## GOAL OF THE EXERCISE
In the transcript about racism in the military, revise the stretch between "Human being. Being" and "of my head.", inclusive, so that "police" becomes "authorities".

## SELECTED EXTRACT
Here's what I'm thinking about. And with that, Air Force General Charles Q. Brown began an emotional social media soliloquy on the racial bias he has dealt with all his life. I'm thinking about my Air Force career, where I was often the only African American in my squadron or as a senior officer, the only African American in the room. We first met General Brown on a 60 Minutes story five years ago, when he was the commander of the air war against ISIS, directing strikes in Iraq and Syria. The amount of secondary that are going off in Iraq, the amount of military that are going off there gives you a good indication or some level of explosives inside those buildings.

His low key demeanor then was entirely different from that of the man who could remain silent no longer. I'm thinking about wearing the same flight suit with the same wings on my chest as my peers. And they mean questioned by another military member.

Are you a pilot? Part of what makes this so powerful is that Brown, who goes by the initial CQ, is about to become the next chief of staff of the Air Force. General Charles Q. Brown, Jr., as the United States Air Force chief of staff, is confirmed. The first African American to head one of the armed services. What is the importance of General Brown becoming the chief of staff of the Air Force?

It's historic, but part of me also says, you know, why didn't it happen before? Sergeant Major of the Army Michael Grinston, the top enlisted soldier in uniform, took to social media to talk about his own battle against racism. Here's part of my story. I was born in 1968. My father was black. My mother was white. Did you feel racism as a child? I didn't just feel it. I saw it. I saw the KKK march down my street when I was a child.

Grinston enlisted in the Army in 1987. You must have had to check a box on race when you enlisted. I struggled with what to check on that block. So at the time, my driver's license said Caucasian. So I checked Caucasian. Several years later, he had to choose again which block to check. So I checked black and I handed it to this lady and she looks at me and goes, well, that's not funny. You're right. It's not funny, but that's who I am.

Grinston obviously succeeded in the Army and says his race never held him back, but it's always there. From the day I joined until the last time I got the question was in 2014, 15, where you got the, what are you? It's like the worst thing you could ever ask me. And what would you say?

Human being. Being caught between two worlds can reveal some ugly truths. I was surprised with what people would say when they caught your wife. And it was just blatant racist.

How did you usually handle it? A very ambiguous answer instead of that's wrong and don't ever say that again. And you probably shouldn't be in the Army. That's how I wish I would have said that. After Grinston unburdened himself on social media, he heard back from other African American soldiers. The most powerful one is that when he took off his uniform and he walked to his house, the police came and arrested him for breaking and entering. I just can't get that image out of my head.

## INFORMATION SUPPLIED
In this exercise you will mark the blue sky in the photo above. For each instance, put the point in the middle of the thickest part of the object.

* * *

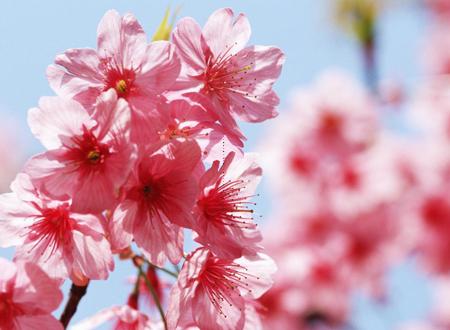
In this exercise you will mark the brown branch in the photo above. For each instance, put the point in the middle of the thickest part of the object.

## RESPONSE
Human being. Being caught between two worlds can reveal some ugly truths. I was surprised with what people would say when they caught your wife. And it was just blatant racist.

How did you usually handle it? A very ambiguous answer instead of that's wrong and don't ever say that again. And you probably shouldn't be in the Army. That's how I wish I would have said that. After Grinston unburdened himself on social media, he heard back from other African American soldiers. The most powerful one is that when he took off his uniform and he walked to his house, the authorities came and arrested him for breaking and entering. I just can't get that image out of my head.